■ Task instructions
From the records below, print the run of lines that opens with the line containing "wanted | a marker on every instance of the red" and closes with the line containing "<point>1038,655</point>". Include both of those lines and copy every line unchanged.

■ Exercise input
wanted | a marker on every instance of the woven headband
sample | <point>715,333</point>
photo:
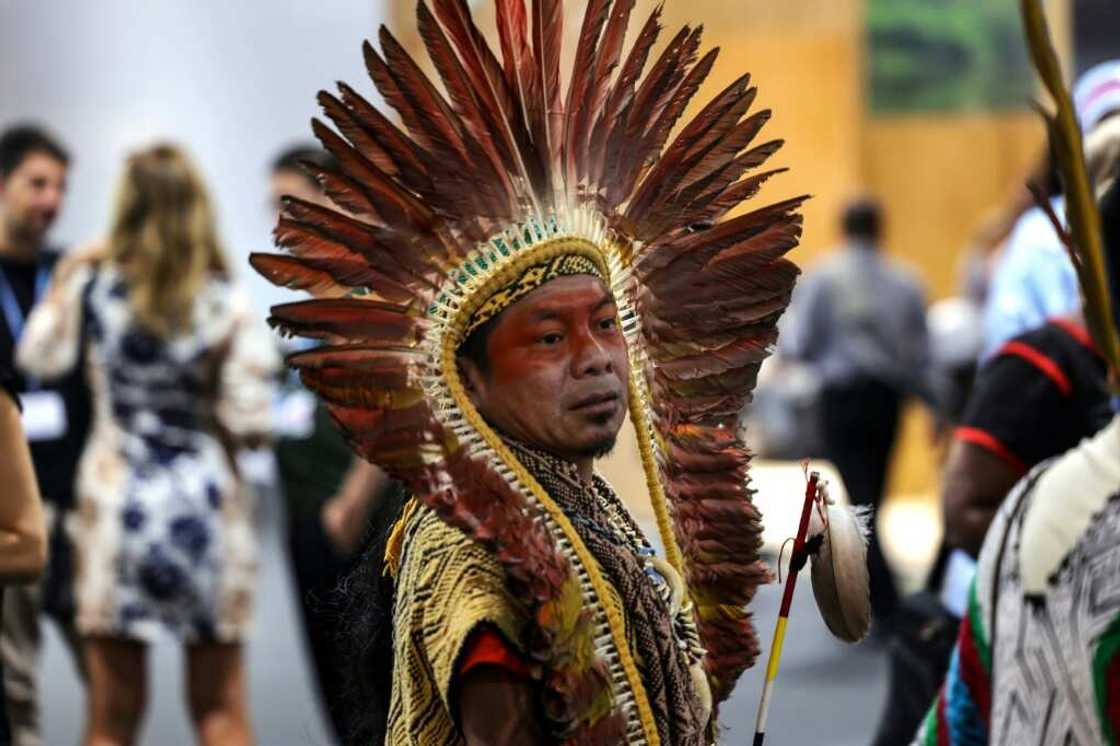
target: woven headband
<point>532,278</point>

* * *

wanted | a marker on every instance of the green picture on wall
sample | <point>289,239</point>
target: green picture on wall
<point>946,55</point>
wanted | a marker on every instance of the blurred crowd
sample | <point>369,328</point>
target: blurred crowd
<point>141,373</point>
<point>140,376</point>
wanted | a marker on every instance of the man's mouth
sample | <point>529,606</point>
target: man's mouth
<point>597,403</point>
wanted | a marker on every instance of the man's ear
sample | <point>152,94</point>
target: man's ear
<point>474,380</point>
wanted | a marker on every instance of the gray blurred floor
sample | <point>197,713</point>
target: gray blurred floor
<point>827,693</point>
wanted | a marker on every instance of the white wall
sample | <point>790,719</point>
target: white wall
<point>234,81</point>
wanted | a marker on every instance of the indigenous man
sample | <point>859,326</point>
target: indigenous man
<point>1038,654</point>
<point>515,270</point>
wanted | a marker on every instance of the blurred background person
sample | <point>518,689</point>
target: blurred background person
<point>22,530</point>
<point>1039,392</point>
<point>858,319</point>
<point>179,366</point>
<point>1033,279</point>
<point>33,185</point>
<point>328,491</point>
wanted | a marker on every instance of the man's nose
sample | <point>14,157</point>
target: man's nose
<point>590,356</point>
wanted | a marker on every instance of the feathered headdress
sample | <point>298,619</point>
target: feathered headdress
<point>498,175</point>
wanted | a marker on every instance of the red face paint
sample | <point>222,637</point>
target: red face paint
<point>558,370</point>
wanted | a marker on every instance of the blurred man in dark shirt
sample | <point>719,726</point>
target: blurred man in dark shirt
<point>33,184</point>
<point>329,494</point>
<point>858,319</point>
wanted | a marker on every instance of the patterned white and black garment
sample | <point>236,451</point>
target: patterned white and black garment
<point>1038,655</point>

■ Solution to the exercise
wanted | a marker on every instance of the red face paint
sample | <point>222,637</point>
target: red face paint
<point>558,370</point>
wanted | a marker on every instance of the blurred man in dark shirt
sample | <point>719,726</point>
target: blurred man in dark shirt
<point>33,184</point>
<point>329,494</point>
<point>858,319</point>
wanted | a marker on every instance of the patterned white and black garment
sample | <point>236,451</point>
target: patterned white and black garment
<point>1038,655</point>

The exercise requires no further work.